■ Parts of the exercise ■
[1] In the passage on well-log interpretation, what does Qv stand for?
[2] Summarize the passage on well-log interpretation in two sentences.
[3] Carry on the passage on well-log interpretation from its final sentence.

■ Given text ■
---*---
Reservoir gross thickness, shale volume, total and effective porosity, water resistivity and saturation, net-pay thickness, and hydrocarbon saturation are among the inferred reservoir metrics. Standard interpretation techniques of34,35 were utilized to conduct the wireline logging analyses using the Eqs. (3), (4), (5), and (6) as follows:

$${\text{Vsh}} = \left( {GR log - GR min} \right)/\left( {GR max - GR min} \right)$$
(3)
$$\Phi eff = \frac{{\left( {\Phi NC + \Phi DC } \right)}}{2 }$$
(4)
$$\frac{1}{{R}_{t}}=\frac{{S}_{w}^{n}}{{F}_{0}}\left[\frac{1}{{R}_{w}}+\frac{{V}_{Q}{Q}_{V}}{{S}_{wt}}\left(\frac{1}{{R}_{cw}}-\frac{1}{{R}_{w}}\right)\right]$$
(5)
$${S}_{hr}=1-{S}_{w}$$
(6)

where \({\text{Vsh}}\), shale volume, \(\Phi eff\), Effective porosity, \(\Phi NC\), corrected Neutron, \(\Phi DC\), corrected Density, Rt, Resistivity of the formation; Rw, Resistivity of the formation water; Rcw, resistivity of the bound water; Qv, Effective concentration of clay counterions; VQ, clay-water volume; F, Formation resistivity factor.
---*---
■ Source data ■
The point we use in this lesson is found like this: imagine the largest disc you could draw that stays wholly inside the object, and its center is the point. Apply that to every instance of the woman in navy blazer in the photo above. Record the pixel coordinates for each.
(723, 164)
---*---
■ Replies ■
[1] Qv is the effective concentration of clay counterions.

[2] The passage lists the reservoir metrics inferred from wireline logs: gross thickness, shale volume, total and effective porosity, water resistivity and saturation, net-pay thickness, and hydrocarbon saturation. It says standard interpretation techniques were applied through four equations: shale volume from logged, minimum, and maximum GR values; effective porosity as the average of corrected neutron and density porosity; a resistivity relation that includes water saturation and clay-water terms; and hydrocarbon saturation as one minus water saturation.

[3]
The vertical and lateral distribution of the calculated parameters of AEB_IIIG level are then achieved through isoparametric contour maps and the lithosaturation panels.

A set of 129 thin sections was carefully prepared from the conventional and side-wall core plugs obtained from the AEB_IIIG clastic interval in MWD-9 Well. The thin slices were created at the EPRI (Egyptian Petroleum Research Institute)-CORE Analysis Lab, which is situated in Egypt. The thin section preparation procedure involved the application of vacuum impregnation using blue-dyed resin. This measure was undertaken in order to improve the detection and examination of porosity36. The thin sections were then looked at with a polarized microscope to find out what their main parts were and how many of them there were. This was done using the established point-counting method developed by37. The lithological composition of the studied thin sections match that derived from the analysis of wireline logs.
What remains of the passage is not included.